**WHAT YOU SHOULD DO**:
Return the exact lines spanning from the line with "of the illustrated" through the last line of the entries, boundaries included, and no others.

**DATASET CONTENT**:
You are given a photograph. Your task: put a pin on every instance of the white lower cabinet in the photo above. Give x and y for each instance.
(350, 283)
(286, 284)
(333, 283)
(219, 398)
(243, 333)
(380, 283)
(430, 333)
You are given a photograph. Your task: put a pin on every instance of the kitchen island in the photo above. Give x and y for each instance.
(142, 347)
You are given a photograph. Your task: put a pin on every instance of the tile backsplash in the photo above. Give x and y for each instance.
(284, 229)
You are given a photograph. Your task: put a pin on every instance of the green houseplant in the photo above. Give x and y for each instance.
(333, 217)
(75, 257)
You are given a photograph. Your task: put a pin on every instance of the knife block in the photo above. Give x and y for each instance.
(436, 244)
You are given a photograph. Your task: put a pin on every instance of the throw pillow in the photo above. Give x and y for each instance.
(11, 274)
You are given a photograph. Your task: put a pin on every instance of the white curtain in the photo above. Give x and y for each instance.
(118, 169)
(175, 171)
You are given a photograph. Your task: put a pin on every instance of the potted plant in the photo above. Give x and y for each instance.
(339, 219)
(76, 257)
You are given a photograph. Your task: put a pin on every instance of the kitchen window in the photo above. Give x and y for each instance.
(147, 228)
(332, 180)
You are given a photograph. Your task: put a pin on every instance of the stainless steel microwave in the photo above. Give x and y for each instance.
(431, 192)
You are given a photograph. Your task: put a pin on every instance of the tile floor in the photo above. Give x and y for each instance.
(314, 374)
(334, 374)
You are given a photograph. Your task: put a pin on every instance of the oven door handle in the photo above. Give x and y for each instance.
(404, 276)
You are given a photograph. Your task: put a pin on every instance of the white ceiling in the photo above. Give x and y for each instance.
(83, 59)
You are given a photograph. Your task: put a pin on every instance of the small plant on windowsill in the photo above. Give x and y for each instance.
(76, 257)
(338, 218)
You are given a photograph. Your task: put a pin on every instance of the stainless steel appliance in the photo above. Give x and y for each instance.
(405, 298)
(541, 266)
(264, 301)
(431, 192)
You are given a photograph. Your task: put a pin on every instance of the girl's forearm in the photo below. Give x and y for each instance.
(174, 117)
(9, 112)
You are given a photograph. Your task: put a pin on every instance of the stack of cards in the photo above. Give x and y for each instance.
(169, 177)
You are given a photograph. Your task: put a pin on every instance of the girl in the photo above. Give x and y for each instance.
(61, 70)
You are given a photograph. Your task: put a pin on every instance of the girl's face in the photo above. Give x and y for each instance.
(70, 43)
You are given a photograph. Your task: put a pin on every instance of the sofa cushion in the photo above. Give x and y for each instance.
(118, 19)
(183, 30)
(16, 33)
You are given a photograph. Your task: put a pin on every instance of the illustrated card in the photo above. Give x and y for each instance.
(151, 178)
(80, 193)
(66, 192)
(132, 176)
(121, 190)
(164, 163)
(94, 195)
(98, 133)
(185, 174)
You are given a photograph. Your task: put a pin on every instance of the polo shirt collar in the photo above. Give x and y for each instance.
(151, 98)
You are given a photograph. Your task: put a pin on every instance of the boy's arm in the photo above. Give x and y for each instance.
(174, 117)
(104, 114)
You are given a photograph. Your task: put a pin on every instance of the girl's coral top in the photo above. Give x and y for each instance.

**ANSWER SECTION**:
You are given a photograph. Your task: put a pin on every instance of the illustrated card in the photo above. Give x and y for each instance.
(151, 178)
(80, 193)
(66, 192)
(132, 176)
(121, 190)
(164, 163)
(94, 195)
(98, 133)
(185, 174)
You are given a photograph. Your task: put a pin on every instance of the polo shirt collar in the photo above. Give x and y for each instance.
(151, 98)
You are given a photograph. Your task: put a pin on every instance of the boy's arm in the photo above. Give x and y for each instance.
(174, 117)
(104, 114)
You are given a photograph. Your task: put a pin on every instance of the girl's coral top in the photo above. Give x and y for each instance.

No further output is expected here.